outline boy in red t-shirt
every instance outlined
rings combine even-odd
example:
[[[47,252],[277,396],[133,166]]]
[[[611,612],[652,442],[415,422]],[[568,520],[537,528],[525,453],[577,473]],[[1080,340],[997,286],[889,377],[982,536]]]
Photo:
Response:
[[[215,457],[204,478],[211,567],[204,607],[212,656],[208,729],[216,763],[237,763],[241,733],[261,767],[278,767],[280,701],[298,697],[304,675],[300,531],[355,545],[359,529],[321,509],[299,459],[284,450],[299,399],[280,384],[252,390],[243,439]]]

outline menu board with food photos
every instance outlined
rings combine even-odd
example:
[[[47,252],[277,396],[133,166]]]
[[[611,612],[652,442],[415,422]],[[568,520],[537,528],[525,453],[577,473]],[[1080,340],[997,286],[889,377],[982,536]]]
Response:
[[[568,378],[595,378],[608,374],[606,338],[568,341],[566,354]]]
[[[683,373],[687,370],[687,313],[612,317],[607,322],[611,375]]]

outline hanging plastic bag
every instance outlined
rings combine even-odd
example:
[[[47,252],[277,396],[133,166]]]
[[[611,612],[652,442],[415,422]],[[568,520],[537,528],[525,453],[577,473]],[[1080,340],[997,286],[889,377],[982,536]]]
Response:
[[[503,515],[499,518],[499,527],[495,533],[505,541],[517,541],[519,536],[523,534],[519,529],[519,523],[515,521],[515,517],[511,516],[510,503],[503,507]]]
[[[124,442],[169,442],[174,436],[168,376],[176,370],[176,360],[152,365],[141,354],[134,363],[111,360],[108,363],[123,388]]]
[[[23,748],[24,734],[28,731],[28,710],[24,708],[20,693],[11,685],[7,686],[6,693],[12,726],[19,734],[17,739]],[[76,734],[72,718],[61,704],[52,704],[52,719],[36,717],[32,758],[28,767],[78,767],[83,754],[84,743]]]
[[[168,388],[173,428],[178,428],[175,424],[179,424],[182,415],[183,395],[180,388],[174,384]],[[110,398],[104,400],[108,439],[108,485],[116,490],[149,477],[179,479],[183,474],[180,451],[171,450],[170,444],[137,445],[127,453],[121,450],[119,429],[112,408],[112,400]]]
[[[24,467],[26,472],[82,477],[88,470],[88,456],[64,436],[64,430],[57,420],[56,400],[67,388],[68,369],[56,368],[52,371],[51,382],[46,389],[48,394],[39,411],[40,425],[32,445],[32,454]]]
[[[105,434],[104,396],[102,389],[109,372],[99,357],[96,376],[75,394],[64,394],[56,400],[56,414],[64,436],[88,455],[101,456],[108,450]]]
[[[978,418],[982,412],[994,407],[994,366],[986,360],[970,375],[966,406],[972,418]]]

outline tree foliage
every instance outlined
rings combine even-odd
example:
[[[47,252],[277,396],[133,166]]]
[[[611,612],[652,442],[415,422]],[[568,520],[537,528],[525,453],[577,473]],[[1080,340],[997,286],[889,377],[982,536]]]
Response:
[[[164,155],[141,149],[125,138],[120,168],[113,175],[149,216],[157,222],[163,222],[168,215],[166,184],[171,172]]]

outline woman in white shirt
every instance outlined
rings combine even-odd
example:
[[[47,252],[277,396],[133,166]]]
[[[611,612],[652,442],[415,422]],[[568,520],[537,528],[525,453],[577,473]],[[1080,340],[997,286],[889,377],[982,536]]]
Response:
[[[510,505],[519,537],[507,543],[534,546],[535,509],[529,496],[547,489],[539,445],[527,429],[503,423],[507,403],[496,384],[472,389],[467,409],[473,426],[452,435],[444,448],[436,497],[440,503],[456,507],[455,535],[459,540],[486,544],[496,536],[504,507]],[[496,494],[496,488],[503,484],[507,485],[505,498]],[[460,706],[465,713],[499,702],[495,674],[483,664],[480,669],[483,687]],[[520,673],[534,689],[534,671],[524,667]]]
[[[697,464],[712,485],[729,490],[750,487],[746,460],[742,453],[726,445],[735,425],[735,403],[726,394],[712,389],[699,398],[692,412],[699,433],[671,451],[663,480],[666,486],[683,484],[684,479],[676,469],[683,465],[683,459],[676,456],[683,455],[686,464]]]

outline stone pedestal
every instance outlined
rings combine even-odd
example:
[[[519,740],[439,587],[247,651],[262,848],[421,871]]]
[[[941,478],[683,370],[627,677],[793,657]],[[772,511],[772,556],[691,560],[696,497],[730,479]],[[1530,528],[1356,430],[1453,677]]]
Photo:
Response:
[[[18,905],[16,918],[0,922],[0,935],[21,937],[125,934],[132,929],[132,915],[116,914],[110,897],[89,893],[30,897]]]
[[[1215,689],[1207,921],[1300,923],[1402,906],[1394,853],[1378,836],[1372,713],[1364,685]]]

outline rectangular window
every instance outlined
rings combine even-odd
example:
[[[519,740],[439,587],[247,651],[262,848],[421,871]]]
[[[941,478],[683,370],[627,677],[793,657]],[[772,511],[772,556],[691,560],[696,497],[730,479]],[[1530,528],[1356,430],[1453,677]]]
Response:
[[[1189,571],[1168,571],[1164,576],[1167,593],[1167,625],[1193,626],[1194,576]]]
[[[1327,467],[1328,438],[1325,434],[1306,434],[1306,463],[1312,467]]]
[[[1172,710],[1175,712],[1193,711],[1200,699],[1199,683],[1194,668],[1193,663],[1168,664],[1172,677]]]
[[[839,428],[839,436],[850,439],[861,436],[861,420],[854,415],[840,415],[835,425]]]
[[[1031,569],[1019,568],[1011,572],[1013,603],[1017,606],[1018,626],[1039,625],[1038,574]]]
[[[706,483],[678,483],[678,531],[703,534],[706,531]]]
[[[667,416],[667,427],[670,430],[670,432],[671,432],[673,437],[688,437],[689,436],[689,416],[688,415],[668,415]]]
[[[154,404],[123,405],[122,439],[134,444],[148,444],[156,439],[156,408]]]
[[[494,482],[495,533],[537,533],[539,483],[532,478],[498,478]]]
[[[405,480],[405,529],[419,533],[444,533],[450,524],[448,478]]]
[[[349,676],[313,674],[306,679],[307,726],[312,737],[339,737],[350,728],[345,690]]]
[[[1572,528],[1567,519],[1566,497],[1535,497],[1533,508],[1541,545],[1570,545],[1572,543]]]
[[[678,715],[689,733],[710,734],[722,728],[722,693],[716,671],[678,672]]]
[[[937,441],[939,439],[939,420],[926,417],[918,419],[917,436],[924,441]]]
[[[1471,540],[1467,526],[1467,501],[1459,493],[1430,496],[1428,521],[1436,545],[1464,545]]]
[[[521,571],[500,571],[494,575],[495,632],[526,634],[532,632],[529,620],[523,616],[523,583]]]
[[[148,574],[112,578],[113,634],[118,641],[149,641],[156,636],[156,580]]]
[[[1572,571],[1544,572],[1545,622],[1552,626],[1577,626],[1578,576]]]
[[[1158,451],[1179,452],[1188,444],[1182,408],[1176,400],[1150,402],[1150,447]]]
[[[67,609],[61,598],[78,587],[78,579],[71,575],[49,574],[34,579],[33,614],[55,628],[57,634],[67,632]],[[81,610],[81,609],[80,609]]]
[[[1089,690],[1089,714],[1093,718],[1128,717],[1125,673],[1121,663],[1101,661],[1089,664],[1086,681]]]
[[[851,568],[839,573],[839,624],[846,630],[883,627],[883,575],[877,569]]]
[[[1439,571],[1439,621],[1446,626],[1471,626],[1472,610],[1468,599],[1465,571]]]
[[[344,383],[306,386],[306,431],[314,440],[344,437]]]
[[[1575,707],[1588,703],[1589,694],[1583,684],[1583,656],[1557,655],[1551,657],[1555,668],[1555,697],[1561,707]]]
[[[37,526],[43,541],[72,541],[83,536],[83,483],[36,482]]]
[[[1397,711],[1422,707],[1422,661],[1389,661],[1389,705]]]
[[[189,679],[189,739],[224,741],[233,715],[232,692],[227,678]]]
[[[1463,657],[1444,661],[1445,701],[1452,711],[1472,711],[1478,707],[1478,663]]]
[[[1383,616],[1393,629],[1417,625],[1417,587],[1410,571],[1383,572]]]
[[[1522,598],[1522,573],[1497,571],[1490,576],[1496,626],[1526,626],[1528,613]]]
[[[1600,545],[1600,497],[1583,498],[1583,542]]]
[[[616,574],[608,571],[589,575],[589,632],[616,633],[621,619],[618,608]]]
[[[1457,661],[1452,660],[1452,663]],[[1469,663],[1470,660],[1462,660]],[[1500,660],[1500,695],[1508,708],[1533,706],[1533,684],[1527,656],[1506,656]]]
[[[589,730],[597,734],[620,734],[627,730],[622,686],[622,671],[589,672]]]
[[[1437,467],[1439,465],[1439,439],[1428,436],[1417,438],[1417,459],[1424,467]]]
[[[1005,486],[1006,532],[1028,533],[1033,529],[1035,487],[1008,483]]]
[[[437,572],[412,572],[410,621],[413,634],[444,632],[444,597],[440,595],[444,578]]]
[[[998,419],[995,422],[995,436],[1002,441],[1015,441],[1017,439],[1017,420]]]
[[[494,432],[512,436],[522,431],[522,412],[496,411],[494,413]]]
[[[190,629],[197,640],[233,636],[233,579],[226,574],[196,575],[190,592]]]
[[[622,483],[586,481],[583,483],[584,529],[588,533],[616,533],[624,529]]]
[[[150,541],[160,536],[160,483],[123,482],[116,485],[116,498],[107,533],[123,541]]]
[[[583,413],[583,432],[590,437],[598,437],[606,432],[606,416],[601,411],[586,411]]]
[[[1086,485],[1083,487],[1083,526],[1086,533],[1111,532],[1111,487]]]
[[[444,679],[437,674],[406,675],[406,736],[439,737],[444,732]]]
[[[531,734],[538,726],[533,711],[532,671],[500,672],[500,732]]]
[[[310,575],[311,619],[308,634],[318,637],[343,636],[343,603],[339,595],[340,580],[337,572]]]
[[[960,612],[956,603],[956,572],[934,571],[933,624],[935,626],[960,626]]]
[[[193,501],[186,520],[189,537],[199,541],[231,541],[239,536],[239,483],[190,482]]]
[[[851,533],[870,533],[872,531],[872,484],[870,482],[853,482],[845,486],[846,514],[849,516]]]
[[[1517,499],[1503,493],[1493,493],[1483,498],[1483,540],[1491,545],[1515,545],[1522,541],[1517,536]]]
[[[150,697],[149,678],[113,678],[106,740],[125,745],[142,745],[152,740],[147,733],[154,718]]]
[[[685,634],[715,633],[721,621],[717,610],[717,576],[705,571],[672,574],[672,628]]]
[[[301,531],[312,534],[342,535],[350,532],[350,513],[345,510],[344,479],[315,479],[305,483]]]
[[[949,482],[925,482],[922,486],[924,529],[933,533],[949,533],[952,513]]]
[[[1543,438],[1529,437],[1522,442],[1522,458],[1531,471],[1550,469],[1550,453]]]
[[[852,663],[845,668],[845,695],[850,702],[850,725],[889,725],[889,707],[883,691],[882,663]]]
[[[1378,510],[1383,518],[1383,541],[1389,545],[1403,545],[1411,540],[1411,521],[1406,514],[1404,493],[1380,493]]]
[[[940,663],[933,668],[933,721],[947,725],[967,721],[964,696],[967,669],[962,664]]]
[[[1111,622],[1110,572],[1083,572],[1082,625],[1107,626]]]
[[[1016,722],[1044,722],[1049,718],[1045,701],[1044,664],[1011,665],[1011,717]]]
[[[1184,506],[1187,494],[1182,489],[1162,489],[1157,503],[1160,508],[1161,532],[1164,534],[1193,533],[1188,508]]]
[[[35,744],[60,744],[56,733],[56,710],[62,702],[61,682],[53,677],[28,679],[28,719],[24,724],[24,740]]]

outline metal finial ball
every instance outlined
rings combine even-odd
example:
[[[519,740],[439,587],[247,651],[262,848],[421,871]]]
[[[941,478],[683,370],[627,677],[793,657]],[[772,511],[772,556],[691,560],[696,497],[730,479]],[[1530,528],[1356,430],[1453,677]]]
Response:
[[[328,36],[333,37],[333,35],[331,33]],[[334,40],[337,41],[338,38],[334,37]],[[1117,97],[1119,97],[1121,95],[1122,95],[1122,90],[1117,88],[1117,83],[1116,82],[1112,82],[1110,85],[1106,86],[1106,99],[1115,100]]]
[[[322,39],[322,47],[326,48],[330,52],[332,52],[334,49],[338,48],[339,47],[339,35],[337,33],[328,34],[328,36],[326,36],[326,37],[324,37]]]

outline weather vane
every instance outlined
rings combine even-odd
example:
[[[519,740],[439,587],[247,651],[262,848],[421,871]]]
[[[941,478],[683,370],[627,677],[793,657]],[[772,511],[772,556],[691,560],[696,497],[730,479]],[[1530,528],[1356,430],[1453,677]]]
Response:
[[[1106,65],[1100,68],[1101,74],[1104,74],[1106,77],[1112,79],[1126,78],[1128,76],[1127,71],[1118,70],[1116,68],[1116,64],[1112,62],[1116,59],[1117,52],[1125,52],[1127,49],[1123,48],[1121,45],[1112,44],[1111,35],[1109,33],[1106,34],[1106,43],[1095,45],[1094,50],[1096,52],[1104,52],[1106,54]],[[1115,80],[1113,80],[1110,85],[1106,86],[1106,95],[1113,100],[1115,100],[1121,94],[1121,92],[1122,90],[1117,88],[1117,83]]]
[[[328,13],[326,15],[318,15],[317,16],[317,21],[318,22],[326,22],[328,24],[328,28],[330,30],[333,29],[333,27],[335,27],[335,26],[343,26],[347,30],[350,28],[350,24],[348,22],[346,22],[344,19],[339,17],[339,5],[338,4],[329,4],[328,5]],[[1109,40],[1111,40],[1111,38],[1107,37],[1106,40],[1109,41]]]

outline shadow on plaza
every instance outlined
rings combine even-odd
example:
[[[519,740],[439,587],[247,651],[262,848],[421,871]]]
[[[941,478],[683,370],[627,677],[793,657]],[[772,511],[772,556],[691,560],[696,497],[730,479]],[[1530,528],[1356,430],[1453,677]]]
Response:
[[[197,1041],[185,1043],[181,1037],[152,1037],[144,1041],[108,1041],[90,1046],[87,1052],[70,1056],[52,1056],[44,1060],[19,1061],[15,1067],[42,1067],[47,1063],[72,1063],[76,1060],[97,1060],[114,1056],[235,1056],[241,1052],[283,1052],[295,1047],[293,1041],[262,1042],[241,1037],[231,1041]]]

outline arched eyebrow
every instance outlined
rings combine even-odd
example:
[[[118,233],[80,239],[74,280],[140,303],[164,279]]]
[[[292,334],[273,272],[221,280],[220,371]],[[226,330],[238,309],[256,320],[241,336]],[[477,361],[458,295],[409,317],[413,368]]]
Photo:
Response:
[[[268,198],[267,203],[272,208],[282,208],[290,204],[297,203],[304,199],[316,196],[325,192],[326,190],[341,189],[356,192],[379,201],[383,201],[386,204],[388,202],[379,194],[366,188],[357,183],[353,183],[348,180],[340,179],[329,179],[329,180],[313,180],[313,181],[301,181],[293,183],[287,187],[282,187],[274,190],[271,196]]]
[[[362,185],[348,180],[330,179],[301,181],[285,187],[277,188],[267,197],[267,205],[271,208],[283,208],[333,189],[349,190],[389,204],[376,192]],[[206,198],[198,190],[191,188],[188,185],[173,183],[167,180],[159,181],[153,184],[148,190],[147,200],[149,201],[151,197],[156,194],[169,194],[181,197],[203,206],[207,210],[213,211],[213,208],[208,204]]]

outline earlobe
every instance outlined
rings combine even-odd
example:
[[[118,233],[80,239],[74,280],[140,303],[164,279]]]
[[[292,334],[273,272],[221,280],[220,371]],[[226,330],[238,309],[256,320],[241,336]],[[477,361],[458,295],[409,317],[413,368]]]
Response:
******************************
**About this exercise**. The word to find is "shirt". Copy every line of the records that holds it.

**Solved exercise**.
outline boy in red t-shirt
outline woman in white shirt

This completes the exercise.